- Task to carry out -
Extend the news report on Abdullah's Lok Sabha speech and the ties between the National Conference and the Congress, picking up after its final sentence.

- Text section -

start

In a forceful speech Tuesday evening Abdullah said: “I made the mistake of standing with them once (in the previous dispensation of the BJP in which he was a minister of state). I will not make the same mistake again.”

Heaping praise on the India-US civil nuclear deal, Abdullah scoffed at the BJP’s plea to him to vote with the opposition in defeating the government.

“These people (BJP-NDA) now want me to vote with them to bring down this government,” Abdullah declared, pumping the air with his right hand – the scorn clearly evident in his voice.

“I am an Indian. I am a Muslim. I’m for the deal,” he said while participating in the closing moments of the debate on the trust motion in the Lok Sabha Tuesday.

The common man in the Kashmir valley believes that the National Conference and Congress seem to have buried their past differences after the latter fell apart with the Peoples Democratic Party (PDP) headed by Mufti Muhammad Sayeed.

“The Congress and PDP actually never behaved like allies during the coalition days. Their ministers not only privately spoke against each other, but also held public meetings to castigate each other,” said Muzaffar Ahmad, 49, a college teacher here.

Miraj-ud-Din, 39, who sells fruit in the Residency Road area of summer capital Srinagar was, however, more cryptic.

“Politicians are wonderful people. When and how they become friends or foes nobody knows for sure,” he said.

Given the histories of the Nehru-Gandhi dynasty and the Abdullahs, relations between them have always run deep.

The late Sheikh Muhammad Abdullah, the founder of the National Conference, had very close relations with India’s first prime minister Jawaharlal Nehru and his daughter Indira Gandhi.

“Despite remaining in jail for over a decade after his arrest in 1953, Sheikh Abdullah always had a soft corner for the Nehru family and vice versa,” said Master Habibullah, 65, a retired schoolteacher here.

end

- Dataset records -
start

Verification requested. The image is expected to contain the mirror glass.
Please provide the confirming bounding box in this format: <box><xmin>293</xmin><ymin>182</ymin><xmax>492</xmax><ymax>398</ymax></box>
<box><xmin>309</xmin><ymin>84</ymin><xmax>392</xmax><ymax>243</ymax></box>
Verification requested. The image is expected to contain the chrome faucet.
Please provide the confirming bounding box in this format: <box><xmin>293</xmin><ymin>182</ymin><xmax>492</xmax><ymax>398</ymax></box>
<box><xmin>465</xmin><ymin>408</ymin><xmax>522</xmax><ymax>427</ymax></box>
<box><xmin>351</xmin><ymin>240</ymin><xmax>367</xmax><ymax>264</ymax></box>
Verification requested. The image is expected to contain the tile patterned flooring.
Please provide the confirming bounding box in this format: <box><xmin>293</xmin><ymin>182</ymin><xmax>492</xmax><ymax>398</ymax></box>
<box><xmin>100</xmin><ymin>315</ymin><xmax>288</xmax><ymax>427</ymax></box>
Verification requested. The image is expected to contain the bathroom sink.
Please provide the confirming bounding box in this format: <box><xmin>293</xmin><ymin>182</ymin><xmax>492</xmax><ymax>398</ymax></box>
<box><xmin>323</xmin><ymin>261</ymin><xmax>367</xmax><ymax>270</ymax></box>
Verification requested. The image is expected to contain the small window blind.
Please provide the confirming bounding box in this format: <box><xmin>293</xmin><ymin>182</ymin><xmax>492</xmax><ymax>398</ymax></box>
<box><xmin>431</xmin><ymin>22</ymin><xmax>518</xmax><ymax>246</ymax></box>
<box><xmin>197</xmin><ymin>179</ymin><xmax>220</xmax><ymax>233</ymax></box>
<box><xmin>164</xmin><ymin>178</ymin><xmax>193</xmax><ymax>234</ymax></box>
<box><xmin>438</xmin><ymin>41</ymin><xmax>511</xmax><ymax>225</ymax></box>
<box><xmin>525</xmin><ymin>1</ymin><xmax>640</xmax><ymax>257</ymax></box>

end

- Answer to this exercise -
“Pandit Nehru always regarded the late Sheikh as the tallest Kashmiri leader and so did his daughter Indira Gandhi.

“It was to bring the late Sheikh back into mainstream politics that Indira Gandhi signed the Indira-Abdullah accord in 1975.

“The Congress also supported the Sheikh for government formation in 1975 even when the Sheikh’s party did not have a single member in the state assembly,” said Habibullah.

National Conference patron and former chief minister Farooq Abdullah also signed an accord with Rajiv Gandhi after Indira’s assassination.

“It seems the bitterness of the past has been buried and the two families are back on cordial relations now. Their alliance in the forthcoming state assembly elections appears a foregone conclusion now,” said an editor of a daily newspaper here who declined to be named.

“The Congress would always remember National Conference’s crucial vote (in the July 22 confidence motion) and this means the relationship between the Congress and the PDP is ruined for a long time despite PDP president Mehbooba Mufti casting her party’s lone vote in favour of the United Progressive alliance (UPA) government,” he added.